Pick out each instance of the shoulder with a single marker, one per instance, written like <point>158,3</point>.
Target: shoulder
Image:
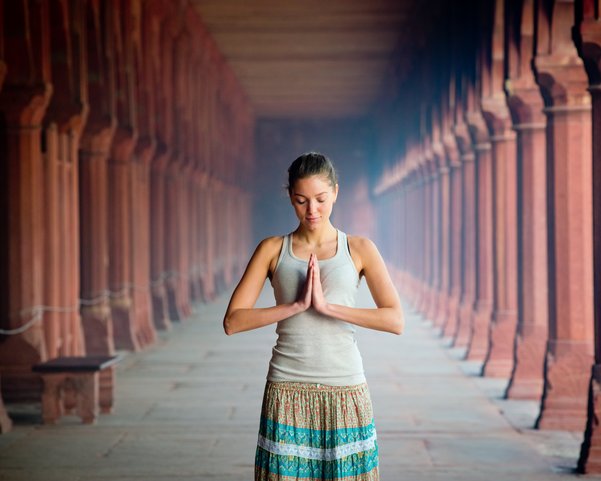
<point>362,246</point>
<point>364,253</point>
<point>270,245</point>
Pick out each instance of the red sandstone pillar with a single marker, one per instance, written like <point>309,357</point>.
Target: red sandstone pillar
<point>456,230</point>
<point>479,343</point>
<point>500,358</point>
<point>588,40</point>
<point>468,213</point>
<point>65,119</point>
<point>526,105</point>
<point>563,83</point>
<point>95,147</point>
<point>157,245</point>
<point>444,204</point>
<point>161,64</point>
<point>23,102</point>
<point>5,421</point>
<point>424,193</point>
<point>435,233</point>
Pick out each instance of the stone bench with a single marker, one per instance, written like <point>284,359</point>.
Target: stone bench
<point>74,382</point>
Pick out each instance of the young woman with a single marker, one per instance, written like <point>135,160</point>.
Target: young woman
<point>316,418</point>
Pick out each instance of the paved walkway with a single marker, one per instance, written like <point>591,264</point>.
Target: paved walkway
<point>188,408</point>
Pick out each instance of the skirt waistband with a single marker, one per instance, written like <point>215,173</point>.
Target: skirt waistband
<point>313,387</point>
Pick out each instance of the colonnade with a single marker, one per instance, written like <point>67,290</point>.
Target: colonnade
<point>492,201</point>
<point>121,126</point>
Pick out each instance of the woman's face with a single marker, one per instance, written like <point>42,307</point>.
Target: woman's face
<point>313,198</point>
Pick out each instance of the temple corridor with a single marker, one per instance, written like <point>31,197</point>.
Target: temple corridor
<point>143,154</point>
<point>187,409</point>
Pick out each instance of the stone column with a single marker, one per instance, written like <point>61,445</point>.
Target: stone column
<point>23,102</point>
<point>444,258</point>
<point>435,235</point>
<point>500,357</point>
<point>455,234</point>
<point>468,248</point>
<point>588,41</point>
<point>65,120</point>
<point>424,194</point>
<point>482,313</point>
<point>95,146</point>
<point>526,104</point>
<point>157,228</point>
<point>561,77</point>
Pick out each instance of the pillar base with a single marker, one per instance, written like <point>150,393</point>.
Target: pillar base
<point>160,313</point>
<point>440,317</point>
<point>500,359</point>
<point>124,325</point>
<point>98,329</point>
<point>452,317</point>
<point>464,330</point>
<point>479,344</point>
<point>527,379</point>
<point>173,307</point>
<point>6,423</point>
<point>17,355</point>
<point>432,305</point>
<point>590,452</point>
<point>567,379</point>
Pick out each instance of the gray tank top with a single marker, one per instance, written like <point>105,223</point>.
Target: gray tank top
<point>311,347</point>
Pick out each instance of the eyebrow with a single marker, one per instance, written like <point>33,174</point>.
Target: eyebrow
<point>317,195</point>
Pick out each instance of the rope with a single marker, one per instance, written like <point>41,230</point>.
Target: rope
<point>37,312</point>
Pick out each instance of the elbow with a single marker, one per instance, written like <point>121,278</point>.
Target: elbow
<point>227,327</point>
<point>398,326</point>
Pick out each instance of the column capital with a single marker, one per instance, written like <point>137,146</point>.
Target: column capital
<point>562,80</point>
<point>25,106</point>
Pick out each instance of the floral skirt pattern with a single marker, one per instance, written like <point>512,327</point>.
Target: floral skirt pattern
<point>315,432</point>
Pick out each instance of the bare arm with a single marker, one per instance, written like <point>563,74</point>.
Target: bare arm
<point>241,315</point>
<point>388,315</point>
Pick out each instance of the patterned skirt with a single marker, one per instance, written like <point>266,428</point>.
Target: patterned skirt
<point>315,432</point>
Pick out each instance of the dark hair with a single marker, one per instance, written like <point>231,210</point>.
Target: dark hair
<point>309,164</point>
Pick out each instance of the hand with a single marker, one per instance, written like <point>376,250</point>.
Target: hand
<point>318,299</point>
<point>304,299</point>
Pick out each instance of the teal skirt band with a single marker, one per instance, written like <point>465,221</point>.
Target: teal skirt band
<point>315,432</point>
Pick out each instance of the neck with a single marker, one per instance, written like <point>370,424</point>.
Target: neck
<point>315,236</point>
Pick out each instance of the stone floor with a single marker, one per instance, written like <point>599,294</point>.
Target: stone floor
<point>187,409</point>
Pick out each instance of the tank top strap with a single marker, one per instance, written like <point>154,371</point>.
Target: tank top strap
<point>283,251</point>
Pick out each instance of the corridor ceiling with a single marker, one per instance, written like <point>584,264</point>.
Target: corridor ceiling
<point>312,58</point>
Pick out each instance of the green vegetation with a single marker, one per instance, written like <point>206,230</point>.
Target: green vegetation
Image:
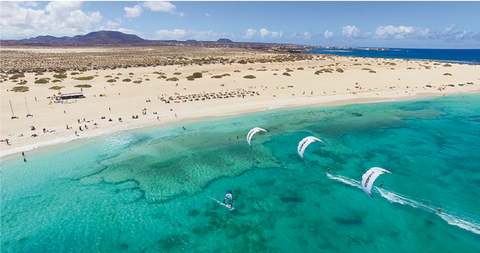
<point>42,81</point>
<point>20,89</point>
<point>56,87</point>
<point>84,78</point>
<point>83,86</point>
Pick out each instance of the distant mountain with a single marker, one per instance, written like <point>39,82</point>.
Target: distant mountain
<point>224,41</point>
<point>108,37</point>
<point>114,38</point>
<point>92,39</point>
<point>103,38</point>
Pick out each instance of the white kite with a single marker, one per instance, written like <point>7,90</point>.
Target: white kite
<point>253,132</point>
<point>303,144</point>
<point>369,177</point>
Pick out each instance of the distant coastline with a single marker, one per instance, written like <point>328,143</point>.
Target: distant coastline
<point>462,56</point>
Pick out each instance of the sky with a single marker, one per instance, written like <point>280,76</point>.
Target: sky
<point>451,24</point>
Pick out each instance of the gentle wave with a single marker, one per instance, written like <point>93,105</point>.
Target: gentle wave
<point>462,222</point>
<point>63,140</point>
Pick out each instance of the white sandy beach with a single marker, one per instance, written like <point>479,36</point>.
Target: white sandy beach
<point>211,97</point>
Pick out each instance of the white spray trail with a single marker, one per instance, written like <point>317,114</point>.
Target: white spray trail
<point>452,219</point>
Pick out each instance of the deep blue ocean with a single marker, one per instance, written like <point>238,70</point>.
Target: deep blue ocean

* **Problem statement**
Please print the lines from the one containing "Pick out each instance of the deep" through the last line of the material, exactly, and leave out all other lines.

* **Answer area**
Pick out each instance of the deep blue ocean with a single marker, one per instance, written like <point>238,70</point>.
Target: deep blue ocean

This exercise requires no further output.